***** DATA EXTRACT *****
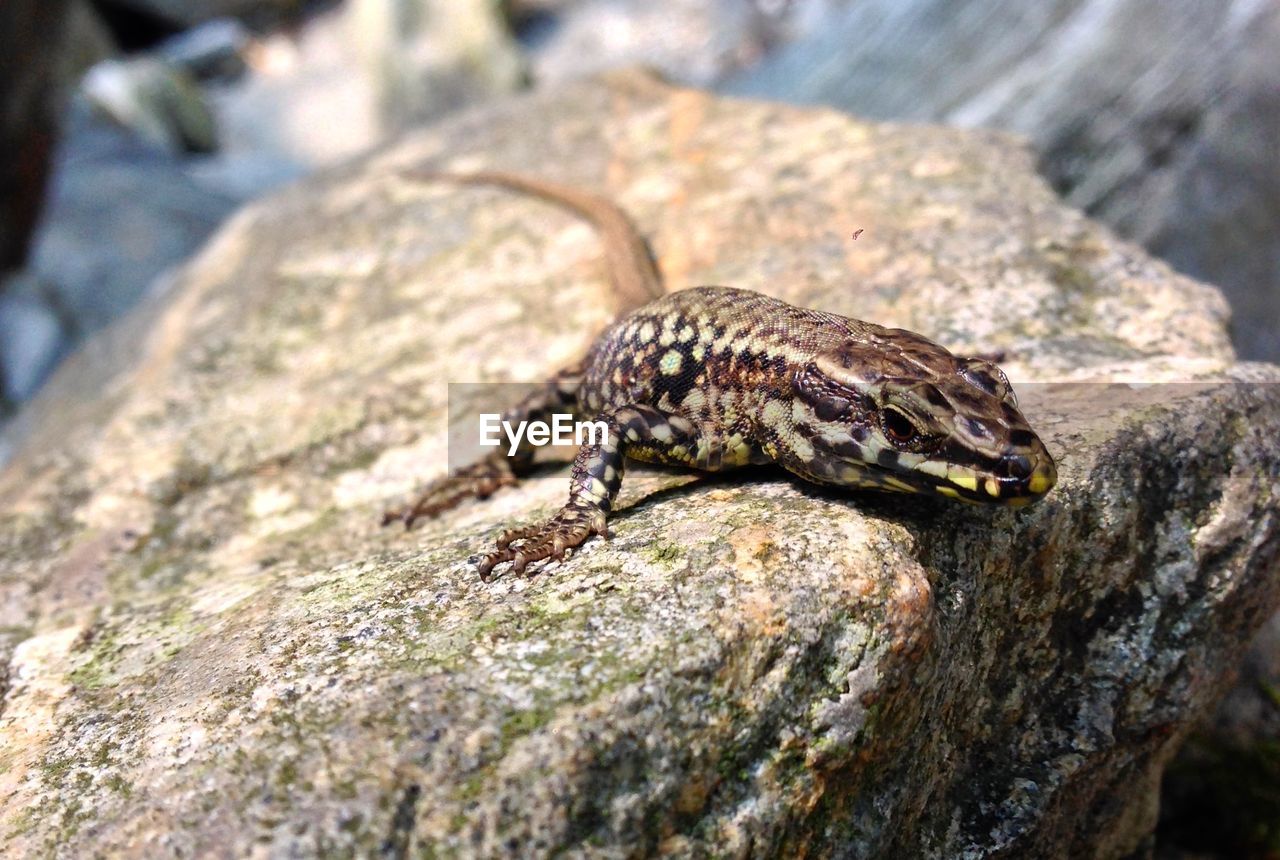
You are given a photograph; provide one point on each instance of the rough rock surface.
(211, 649)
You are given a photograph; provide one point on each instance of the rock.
(1173, 143)
(182, 14)
(211, 50)
(215, 649)
(158, 101)
(298, 83)
(430, 56)
(693, 41)
(31, 40)
(120, 213)
(32, 338)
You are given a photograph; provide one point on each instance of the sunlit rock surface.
(210, 646)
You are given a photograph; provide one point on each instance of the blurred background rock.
(131, 128)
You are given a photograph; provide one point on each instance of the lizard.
(718, 378)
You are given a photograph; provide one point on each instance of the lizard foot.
(475, 481)
(566, 530)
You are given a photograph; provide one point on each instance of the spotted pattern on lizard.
(717, 378)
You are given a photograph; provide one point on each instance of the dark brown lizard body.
(716, 378)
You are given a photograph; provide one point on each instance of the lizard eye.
(897, 428)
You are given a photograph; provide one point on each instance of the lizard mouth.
(1015, 480)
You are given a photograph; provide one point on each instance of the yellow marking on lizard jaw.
(671, 361)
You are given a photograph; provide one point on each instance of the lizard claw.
(552, 540)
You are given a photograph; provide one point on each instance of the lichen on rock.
(211, 646)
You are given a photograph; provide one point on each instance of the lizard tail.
(632, 269)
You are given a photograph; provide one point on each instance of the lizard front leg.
(481, 479)
(639, 431)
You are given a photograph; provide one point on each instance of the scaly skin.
(716, 378)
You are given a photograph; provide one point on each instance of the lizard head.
(899, 412)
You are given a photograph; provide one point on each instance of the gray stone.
(211, 50)
(120, 213)
(32, 339)
(1160, 119)
(160, 103)
(430, 56)
(187, 13)
(213, 649)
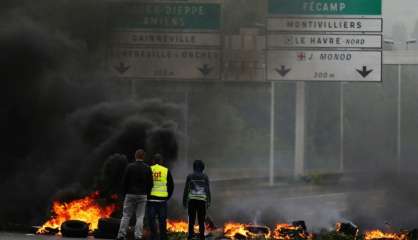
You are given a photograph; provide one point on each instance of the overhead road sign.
(323, 65)
(166, 39)
(325, 7)
(165, 63)
(287, 40)
(162, 15)
(322, 24)
(325, 40)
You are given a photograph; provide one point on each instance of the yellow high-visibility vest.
(159, 175)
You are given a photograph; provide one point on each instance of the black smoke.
(62, 118)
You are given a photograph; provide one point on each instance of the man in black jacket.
(196, 198)
(137, 184)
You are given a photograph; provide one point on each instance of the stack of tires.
(74, 229)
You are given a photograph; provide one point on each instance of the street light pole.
(272, 132)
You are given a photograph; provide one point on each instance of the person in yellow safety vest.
(157, 200)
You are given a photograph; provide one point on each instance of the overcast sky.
(404, 11)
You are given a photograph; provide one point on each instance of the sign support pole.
(272, 132)
(186, 126)
(299, 168)
(399, 120)
(342, 127)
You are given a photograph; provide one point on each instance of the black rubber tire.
(107, 228)
(74, 229)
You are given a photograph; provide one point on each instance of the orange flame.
(85, 209)
(286, 231)
(377, 234)
(231, 229)
(181, 226)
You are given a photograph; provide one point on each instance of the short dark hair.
*****
EXERCISE AIM :: Send back the data above word for word, with the pictures left out.

FULL SOLUTION ::
You are given a photograph; provide one point on each instance of the rough rock surface.
(211, 649)
You are given a photograph; provide one point on each instance of the rock.
(1173, 143)
(182, 14)
(211, 50)
(215, 649)
(158, 101)
(298, 83)
(430, 56)
(693, 41)
(31, 40)
(120, 213)
(32, 338)
You are given a photograph; provide one point on each instance of the sunlit rock surface.
(210, 646)
You are given a photograph; provide one point on each instance of the blurred background rock.
(131, 128)
You are given a photograph; provide one point on each instance of the lizard.
(718, 378)
You are given a photograph; provide one point on each instance of the lizard foot.
(475, 481)
(566, 530)
You are given a photograph; provide one point on each instance of the spotted pattern on lizard.
(717, 378)
You are given a photograph; provide one point on each instance of the dark brown lizard body.
(716, 378)
You are given a photograph; provide one point on each instance of the lizard eye.
(897, 428)
You are given a photograph; provide one point on each instance of the lizard mouth.
(1015, 480)
You are given a photograph; provide one point on each instance of the yellow marking on lizard jaw.
(671, 361)
You are given a photograph; provide one point on each instance of the lizard claw.
(552, 540)
You are given a photograph; provide one point on each instance of the lichen on rock.
(211, 646)
You are given a photograph; provide one point on each instance of the lizard tail.
(632, 269)
You are given a photograph; provide one point on each instance of the lizard front leg.
(481, 479)
(639, 431)
You are given a photograph; provide one point on each instance of the scaly skin.
(716, 378)
You are given a photograph; provide one point on each instance of the lizard head.
(899, 412)
You are given a photograph; provide one point on each instance of the gray stone.
(211, 50)
(120, 213)
(32, 339)
(1160, 119)
(160, 103)
(430, 56)
(187, 13)
(213, 649)
You are given a photograph; provide one point on each instance of the overhead road sign.
(323, 65)
(166, 39)
(325, 7)
(165, 63)
(287, 40)
(162, 15)
(322, 24)
(325, 40)
You are given a photograph; provide one point on each instance of the yellow high-visibility vest.
(159, 175)
You are given a photograph; provide one point on each instance of the black smoke.
(62, 118)
You are given a photograph; provide one point on each instance of the man in black jacket.
(196, 198)
(137, 184)
You are given a photograph; provide one point on each instance of the stack of tires.
(74, 229)
You are given a photograph; provide one point on each instance of the street light pole.
(272, 132)
You are given a photograph; provide one point on each instance of the person in yellow safety vest.
(157, 200)
You are given a photograph; provide one point on each instance of the overcast sky.
(404, 11)
You are given a photograph; provide one point on each instance of the sign support pole.
(272, 132)
(186, 126)
(299, 168)
(399, 120)
(342, 127)
You are given a photograph; provide one point on each instance of the black rubber tire.
(107, 228)
(74, 229)
You are given a photograph; provide one point on each instance of the orange flame.
(85, 209)
(286, 231)
(377, 234)
(231, 229)
(181, 226)
You are given a photograph; provide one point on each instance of the short dark hair.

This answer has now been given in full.